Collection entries
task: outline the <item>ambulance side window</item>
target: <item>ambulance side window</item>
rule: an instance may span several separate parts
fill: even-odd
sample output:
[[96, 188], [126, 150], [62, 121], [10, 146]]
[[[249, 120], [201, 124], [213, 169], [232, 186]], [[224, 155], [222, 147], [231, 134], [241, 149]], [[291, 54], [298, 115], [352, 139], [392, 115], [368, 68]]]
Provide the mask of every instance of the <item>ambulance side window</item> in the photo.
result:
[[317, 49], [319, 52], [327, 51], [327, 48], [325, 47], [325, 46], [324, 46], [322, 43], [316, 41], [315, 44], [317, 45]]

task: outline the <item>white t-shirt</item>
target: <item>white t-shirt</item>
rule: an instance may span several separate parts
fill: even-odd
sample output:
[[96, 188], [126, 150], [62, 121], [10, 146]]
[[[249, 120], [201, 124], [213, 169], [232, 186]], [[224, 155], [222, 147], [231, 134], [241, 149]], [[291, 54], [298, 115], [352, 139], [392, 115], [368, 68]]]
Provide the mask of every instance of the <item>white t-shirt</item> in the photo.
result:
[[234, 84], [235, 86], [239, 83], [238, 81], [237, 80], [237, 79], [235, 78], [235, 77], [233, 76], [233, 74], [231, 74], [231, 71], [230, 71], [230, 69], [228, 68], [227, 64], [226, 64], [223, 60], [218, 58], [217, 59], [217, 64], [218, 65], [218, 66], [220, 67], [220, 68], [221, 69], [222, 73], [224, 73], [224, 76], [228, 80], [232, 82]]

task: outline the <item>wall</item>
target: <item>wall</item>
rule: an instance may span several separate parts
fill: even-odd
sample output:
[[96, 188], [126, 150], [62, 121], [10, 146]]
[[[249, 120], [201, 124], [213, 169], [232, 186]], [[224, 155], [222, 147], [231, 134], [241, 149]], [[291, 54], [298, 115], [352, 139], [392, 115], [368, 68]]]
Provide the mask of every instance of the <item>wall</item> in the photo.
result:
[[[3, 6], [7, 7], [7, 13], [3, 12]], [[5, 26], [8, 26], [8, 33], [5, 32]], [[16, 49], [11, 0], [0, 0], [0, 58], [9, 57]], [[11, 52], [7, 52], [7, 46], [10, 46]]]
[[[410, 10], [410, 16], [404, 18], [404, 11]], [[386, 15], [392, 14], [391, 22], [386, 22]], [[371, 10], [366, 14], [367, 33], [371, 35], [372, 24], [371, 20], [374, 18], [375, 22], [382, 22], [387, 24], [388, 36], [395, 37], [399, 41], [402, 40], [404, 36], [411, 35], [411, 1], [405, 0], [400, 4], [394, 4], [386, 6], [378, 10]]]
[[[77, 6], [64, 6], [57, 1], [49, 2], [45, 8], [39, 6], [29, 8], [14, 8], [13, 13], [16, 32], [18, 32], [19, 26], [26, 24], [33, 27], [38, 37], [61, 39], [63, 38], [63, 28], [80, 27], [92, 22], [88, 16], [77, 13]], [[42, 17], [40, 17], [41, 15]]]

» **What this task involves**
Can you rewrite the rows from the line with "task: outline the <item>white t-shirt</item>" up to and including the line with "80], [232, 82]]" as a numbered list, leaving out any blank lines?

» **Exercise output**
1. task: outline the <item>white t-shirt</item>
2. target: <item>white t-shirt</item>
3. rule: an instance may span several separate parts
4. fill: even-odd
5. sample output:
6. [[96, 188], [126, 150], [62, 121], [10, 146]]
7. [[[249, 120], [201, 124], [213, 169], [232, 186]], [[224, 155], [222, 147], [231, 134], [241, 149]], [[291, 54], [298, 115], [352, 139], [392, 115], [368, 68]]]
8. Provide the mask of every instance of the <item>white t-shirt</item> in the photo.
9. result:
10. [[234, 84], [235, 86], [239, 83], [238, 81], [237, 80], [237, 79], [235, 78], [235, 77], [233, 76], [233, 74], [231, 74], [231, 71], [230, 71], [230, 69], [228, 68], [227, 64], [226, 64], [223, 60], [218, 58], [217, 59], [217, 64], [218, 65], [218, 66], [220, 67], [220, 68], [221, 69], [222, 73], [224, 73], [224, 76], [228, 80], [232, 82]]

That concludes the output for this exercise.